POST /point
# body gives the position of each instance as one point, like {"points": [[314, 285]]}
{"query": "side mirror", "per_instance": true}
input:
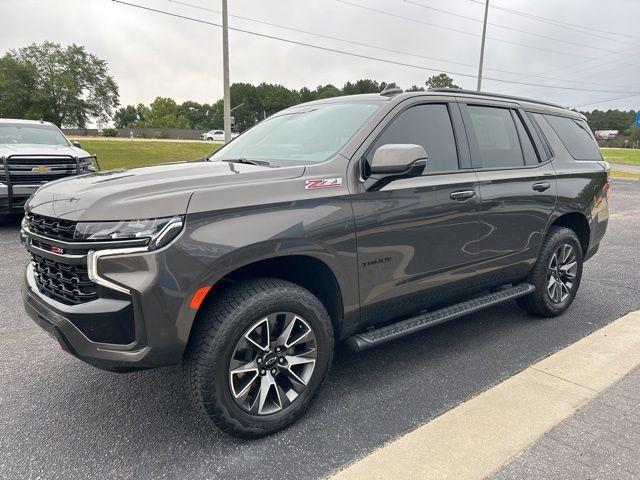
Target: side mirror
{"points": [[394, 161]]}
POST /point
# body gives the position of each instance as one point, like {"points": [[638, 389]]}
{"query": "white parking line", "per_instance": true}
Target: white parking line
{"points": [[477, 437]]}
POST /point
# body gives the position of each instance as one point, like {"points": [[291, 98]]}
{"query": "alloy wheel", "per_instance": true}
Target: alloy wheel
{"points": [[272, 363], [561, 273]]}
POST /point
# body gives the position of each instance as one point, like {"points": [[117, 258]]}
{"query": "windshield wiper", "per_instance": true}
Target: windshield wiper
{"points": [[247, 161]]}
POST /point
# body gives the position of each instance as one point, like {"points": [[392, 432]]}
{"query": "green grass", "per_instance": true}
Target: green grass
{"points": [[131, 153], [622, 155]]}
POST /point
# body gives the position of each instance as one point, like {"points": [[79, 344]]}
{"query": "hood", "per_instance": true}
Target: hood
{"points": [[27, 149], [149, 192]]}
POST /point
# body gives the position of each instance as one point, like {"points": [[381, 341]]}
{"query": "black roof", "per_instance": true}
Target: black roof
{"points": [[494, 95]]}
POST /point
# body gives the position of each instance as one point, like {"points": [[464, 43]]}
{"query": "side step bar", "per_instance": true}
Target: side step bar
{"points": [[363, 341]]}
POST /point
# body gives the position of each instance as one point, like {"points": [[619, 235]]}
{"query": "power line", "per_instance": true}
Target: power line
{"points": [[506, 27], [378, 47], [353, 54], [575, 27], [589, 68], [606, 101], [465, 32]]}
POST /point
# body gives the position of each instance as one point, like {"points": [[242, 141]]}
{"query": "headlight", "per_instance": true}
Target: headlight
{"points": [[86, 164], [159, 231]]}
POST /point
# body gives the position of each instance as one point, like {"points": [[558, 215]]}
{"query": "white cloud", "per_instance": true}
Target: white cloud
{"points": [[150, 54]]}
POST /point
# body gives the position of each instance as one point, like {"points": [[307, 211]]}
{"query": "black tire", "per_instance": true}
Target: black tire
{"points": [[222, 323], [541, 302]]}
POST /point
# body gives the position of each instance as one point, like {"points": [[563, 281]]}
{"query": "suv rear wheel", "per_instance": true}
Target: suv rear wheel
{"points": [[260, 352], [556, 275]]}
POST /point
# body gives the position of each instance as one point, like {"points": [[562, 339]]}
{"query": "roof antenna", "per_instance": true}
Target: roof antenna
{"points": [[390, 90]]}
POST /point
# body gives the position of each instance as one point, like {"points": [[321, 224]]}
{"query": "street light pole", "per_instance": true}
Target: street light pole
{"points": [[225, 72], [484, 36]]}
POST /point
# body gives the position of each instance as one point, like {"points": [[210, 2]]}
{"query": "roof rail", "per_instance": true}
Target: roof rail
{"points": [[496, 95], [391, 90]]}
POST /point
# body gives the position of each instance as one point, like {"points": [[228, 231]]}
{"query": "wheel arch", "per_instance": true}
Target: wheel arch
{"points": [[577, 222], [304, 270]]}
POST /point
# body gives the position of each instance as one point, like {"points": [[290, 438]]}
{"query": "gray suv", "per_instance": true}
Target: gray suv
{"points": [[359, 219], [31, 154]]}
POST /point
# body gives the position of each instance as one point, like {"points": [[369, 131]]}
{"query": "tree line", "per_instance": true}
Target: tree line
{"points": [[250, 104], [66, 86], [72, 87]]}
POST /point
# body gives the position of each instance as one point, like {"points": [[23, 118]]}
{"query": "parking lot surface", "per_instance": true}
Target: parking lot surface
{"points": [[60, 418]]}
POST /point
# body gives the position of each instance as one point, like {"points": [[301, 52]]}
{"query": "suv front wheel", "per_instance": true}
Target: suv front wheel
{"points": [[259, 354], [556, 274]]}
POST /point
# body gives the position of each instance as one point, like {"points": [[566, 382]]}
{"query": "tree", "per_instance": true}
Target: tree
{"points": [[199, 115], [68, 85], [126, 117], [17, 84], [361, 86], [441, 81], [163, 113]]}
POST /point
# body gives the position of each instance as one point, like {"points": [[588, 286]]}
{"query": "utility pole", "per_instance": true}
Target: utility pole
{"points": [[484, 37], [225, 73]]}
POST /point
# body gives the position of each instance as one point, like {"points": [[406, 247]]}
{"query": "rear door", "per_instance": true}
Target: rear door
{"points": [[517, 188], [416, 237]]}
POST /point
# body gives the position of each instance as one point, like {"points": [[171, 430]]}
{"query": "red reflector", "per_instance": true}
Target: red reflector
{"points": [[199, 297]]}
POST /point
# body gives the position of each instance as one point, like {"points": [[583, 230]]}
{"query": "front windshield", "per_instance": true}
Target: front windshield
{"points": [[31, 134], [302, 136]]}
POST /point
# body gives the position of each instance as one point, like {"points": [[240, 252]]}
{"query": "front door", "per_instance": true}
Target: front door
{"points": [[417, 237], [517, 187]]}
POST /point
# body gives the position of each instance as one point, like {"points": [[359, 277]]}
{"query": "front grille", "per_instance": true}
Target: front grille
{"points": [[51, 227], [68, 284], [35, 179], [33, 170]]}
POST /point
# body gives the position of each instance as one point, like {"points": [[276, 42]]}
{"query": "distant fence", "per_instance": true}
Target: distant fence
{"points": [[172, 133]]}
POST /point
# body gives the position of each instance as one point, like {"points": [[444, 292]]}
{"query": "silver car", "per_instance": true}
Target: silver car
{"points": [[33, 153]]}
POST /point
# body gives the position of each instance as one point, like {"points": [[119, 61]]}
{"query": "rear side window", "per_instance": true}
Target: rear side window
{"points": [[529, 151], [496, 137], [426, 125], [576, 137]]}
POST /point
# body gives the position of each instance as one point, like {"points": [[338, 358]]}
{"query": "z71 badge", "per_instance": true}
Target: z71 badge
{"points": [[323, 183]]}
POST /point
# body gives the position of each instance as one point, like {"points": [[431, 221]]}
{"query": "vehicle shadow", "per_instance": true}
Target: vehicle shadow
{"points": [[143, 422]]}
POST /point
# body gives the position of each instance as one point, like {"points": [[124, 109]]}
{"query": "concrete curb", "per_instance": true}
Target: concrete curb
{"points": [[476, 438]]}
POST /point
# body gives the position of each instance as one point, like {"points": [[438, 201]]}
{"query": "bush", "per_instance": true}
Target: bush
{"points": [[109, 132]]}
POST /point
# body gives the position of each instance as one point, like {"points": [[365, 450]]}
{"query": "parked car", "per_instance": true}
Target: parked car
{"points": [[216, 135], [31, 154], [358, 219]]}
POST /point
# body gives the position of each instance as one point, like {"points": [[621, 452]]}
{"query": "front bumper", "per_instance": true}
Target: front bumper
{"points": [[62, 322], [146, 326]]}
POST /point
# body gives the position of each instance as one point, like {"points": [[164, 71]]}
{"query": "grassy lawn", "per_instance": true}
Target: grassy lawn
{"points": [[131, 153], [622, 155]]}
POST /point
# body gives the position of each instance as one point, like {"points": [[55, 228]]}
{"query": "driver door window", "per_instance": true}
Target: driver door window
{"points": [[427, 125]]}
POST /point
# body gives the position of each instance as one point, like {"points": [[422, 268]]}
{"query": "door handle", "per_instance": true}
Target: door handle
{"points": [[462, 195], [541, 187]]}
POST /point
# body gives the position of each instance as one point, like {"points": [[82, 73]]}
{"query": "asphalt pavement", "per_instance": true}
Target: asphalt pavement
{"points": [[60, 418]]}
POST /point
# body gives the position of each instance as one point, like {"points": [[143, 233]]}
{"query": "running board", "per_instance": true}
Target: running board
{"points": [[363, 341]]}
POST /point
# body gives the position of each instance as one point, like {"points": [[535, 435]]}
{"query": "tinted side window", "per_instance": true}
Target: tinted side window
{"points": [[529, 151], [576, 137], [547, 131], [426, 125], [496, 137]]}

+ + + + +

ASSIGNMENT:
Write out the data again word for word, minus any images.

TASK SOLUTION:
POST /point
# body gives the position of each instance as one point, like {"points": [[314, 285]]}
{"query": "side mirror", "per_instance": true}
input:
Target: side mirror
{"points": [[394, 161]]}
POST /point
# body gives the position of each instance as one point, like {"points": [[638, 389]]}
{"query": "white parking line", "per_instance": true}
Target: white parking line
{"points": [[477, 437]]}
POST /point
# body gives the position of each instance as one point, like {"points": [[291, 98]]}
{"query": "alloy wheel", "per_instance": true}
Target: alloy wheel
{"points": [[272, 363], [561, 273]]}
POST /point
# body gives the position of each instance as one point, like {"points": [[117, 258]]}
{"query": "windshield wiper", "per_instance": true}
Target: windshield wiper
{"points": [[247, 161]]}
POST /point
# body gives the position of each instance as one point, like {"points": [[392, 432]]}
{"query": "green grass", "per_instance": true}
Target: green grass
{"points": [[131, 153], [622, 155]]}
POST /point
# body gives the position of each instance as one point, like {"points": [[79, 344]]}
{"query": "hood", "per_instance": true}
Target: hood
{"points": [[27, 149], [149, 192]]}
POST /point
# body gives the position of each instance as one point, like {"points": [[381, 341]]}
{"query": "black roof", "per_instance": true}
Target: black roof
{"points": [[494, 95]]}
POST /point
# body gives the position of each instance as one point, like {"points": [[464, 43]]}
{"query": "side step bar", "per_instance": true}
Target: side step bar
{"points": [[363, 341]]}
POST /point
# body gives the position of each instance as one point, like {"points": [[619, 235]]}
{"query": "power line", "per_instance": true}
Target: power line
{"points": [[506, 27], [378, 47], [353, 54], [575, 27], [589, 68], [606, 101], [465, 32]]}
POST /point
# body gives the position of each instance as one point, like {"points": [[242, 141]]}
{"query": "headlight", "per_instance": true}
Target: headlight
{"points": [[86, 164], [159, 231]]}
POST /point
# body gives the position of each instance as one point, like {"points": [[558, 215]]}
{"query": "white cloud", "per_instance": true}
Target: white cloud
{"points": [[150, 54]]}
POST /point
# body gives the position of each instance as one point, like {"points": [[307, 211]]}
{"query": "black tire", "per_instance": true}
Target: black tire
{"points": [[222, 323], [541, 302]]}
POST /point
# body gives the position of each instance as one point, like {"points": [[563, 281]]}
{"query": "suv rear wheel", "per_instance": true}
Target: suv rear wheel
{"points": [[260, 352], [556, 275]]}
POST /point
# body gives the position of each instance as one point, like {"points": [[562, 339]]}
{"query": "roof antenna", "per_instance": true}
Target: roof antenna
{"points": [[390, 90]]}
POST /point
# body gives the position of each instance as one point, like {"points": [[321, 224]]}
{"query": "street light pole", "per_instance": true}
Target: street light pole
{"points": [[225, 72], [484, 36]]}
POST /point
# body gives the position of each instance as one point, like {"points": [[210, 2]]}
{"query": "roof rail", "per_instance": true}
Target: roof rail
{"points": [[496, 95], [391, 90]]}
POST /point
# body gives the position of each instance as one point, like {"points": [[228, 231]]}
{"query": "wheel arch", "per_instance": true}
Target: wheel arch
{"points": [[577, 222], [304, 270]]}
POST /point
# body gives the position of each instance as one point, like {"points": [[290, 438]]}
{"query": "gray suv", "per_instance": true}
Target: gray suv
{"points": [[359, 219], [31, 154]]}
POST /point
# body gives the position of each instance as one point, like {"points": [[369, 131]]}
{"query": "tree line", "per_instance": true}
Target: tree line
{"points": [[250, 104], [66, 86], [72, 87]]}
POST /point
# body gives the position of each instance as one point, like {"points": [[23, 118]]}
{"query": "parking lot surface", "per_instance": true}
Target: parking lot surface
{"points": [[60, 418]]}
POST /point
# body gives the position of each instance as one point, like {"points": [[301, 52]]}
{"query": "suv front wheel", "per_instance": true}
Target: suv front wheel
{"points": [[259, 354], [556, 274]]}
POST /point
# body gives the position of each instance as one point, like {"points": [[566, 382]]}
{"query": "tree", "per_instance": true}
Target: tree
{"points": [[199, 115], [68, 85], [126, 117], [17, 84], [361, 86], [441, 81], [163, 113]]}
POST /point
# body gives the position of each instance as one point, like {"points": [[588, 286]]}
{"query": "utility pole", "per_instance": true}
Target: utility pole
{"points": [[484, 37], [225, 73]]}
POST /point
# body gives the position of each instance as one point, like {"points": [[406, 247]]}
{"query": "rear door", "per_instance": true}
Target: rear door
{"points": [[517, 188], [416, 237]]}
POST /point
# body gives the position of each instance as one point, like {"points": [[171, 430]]}
{"query": "red reflector", "per_instance": true}
Target: red reflector
{"points": [[199, 297]]}
POST /point
# body gives the position of each instance as one point, like {"points": [[583, 230]]}
{"query": "front windshield", "per_instance": true}
Target: front windshield
{"points": [[31, 134], [302, 136]]}
POST /point
# body gives the position of each instance as one point, like {"points": [[240, 252]]}
{"query": "front door", "per_instance": true}
Target: front door
{"points": [[417, 237], [517, 187]]}
POST /point
# body gives the position of each instance as one point, like {"points": [[359, 277]]}
{"query": "front grille", "per_instance": true}
Target: front grille
{"points": [[51, 227], [68, 284], [35, 179], [33, 170]]}
POST /point
# body gives the position of each instance as one point, like {"points": [[276, 42]]}
{"query": "distant fence", "per_instance": true}
Target: distant fence
{"points": [[172, 133]]}
POST /point
# body gives the position of each instance as one point, like {"points": [[444, 292]]}
{"query": "silver car", "per_instance": true}
Target: silver car
{"points": [[33, 153]]}
POST /point
# body gives the position of each instance as one point, like {"points": [[119, 61]]}
{"query": "rear side window", "per_instance": true}
Target: rear side window
{"points": [[529, 151], [496, 137], [426, 125], [576, 137]]}
POST /point
# body gives the position of each instance as one point, like {"points": [[338, 358]]}
{"query": "z71 badge", "per_instance": true}
Target: z71 badge
{"points": [[323, 183]]}
POST /point
# body gives the position of each instance as one point, like {"points": [[431, 221]]}
{"query": "vehicle shadow", "per_instance": true}
Target: vehicle shadow
{"points": [[143, 422]]}
POST /point
# body gives the position of each instance as one point, like {"points": [[124, 109]]}
{"query": "concrete curb", "per_instance": true}
Target: concrete curb
{"points": [[476, 438]]}
POST /point
# body gives the position of each instance as one point, like {"points": [[438, 201]]}
{"query": "bush", "per_instance": true}
Target: bush
{"points": [[109, 132]]}
POST /point
# body gives the position of each instance as one point, like {"points": [[365, 450]]}
{"query": "parked car", "per_instance": true}
Target: parked car
{"points": [[216, 135], [31, 154], [358, 219]]}
POST /point
# body gives the position of each instance as one point, like {"points": [[621, 452]]}
{"query": "front bumper", "per_instance": true}
Target: front bumper
{"points": [[62, 322], [146, 326]]}
POST /point
# body gives the position of each instance as one point, like {"points": [[164, 71]]}
{"query": "grassy lawn", "per_instance": true}
Target: grassy lawn
{"points": [[131, 153], [622, 155]]}
POST /point
# body gives the position of each instance as one point, like {"points": [[55, 228]]}
{"query": "driver door window", "per_instance": true}
Target: driver door window
{"points": [[427, 125]]}
POST /point
# body gives the position of each instance as one point, like {"points": [[422, 268]]}
{"query": "door handle", "per_instance": true}
Target: door handle
{"points": [[462, 195], [541, 187]]}
POST /point
# body gives the position of each instance as one point, like {"points": [[82, 73]]}
{"query": "asphalt pavement", "per_instance": true}
Target: asphalt pavement
{"points": [[60, 418]]}
POST /point
# body gives the position of each instance as one point, like {"points": [[143, 233]]}
{"query": "running board", "per_instance": true}
Target: running board
{"points": [[363, 341]]}
POST /point
# body gives the position of each instance as one point, like {"points": [[535, 435]]}
{"query": "tinted side window", "per_instance": true}
Target: tinted side window
{"points": [[529, 151], [576, 137], [547, 131], [426, 125], [496, 137]]}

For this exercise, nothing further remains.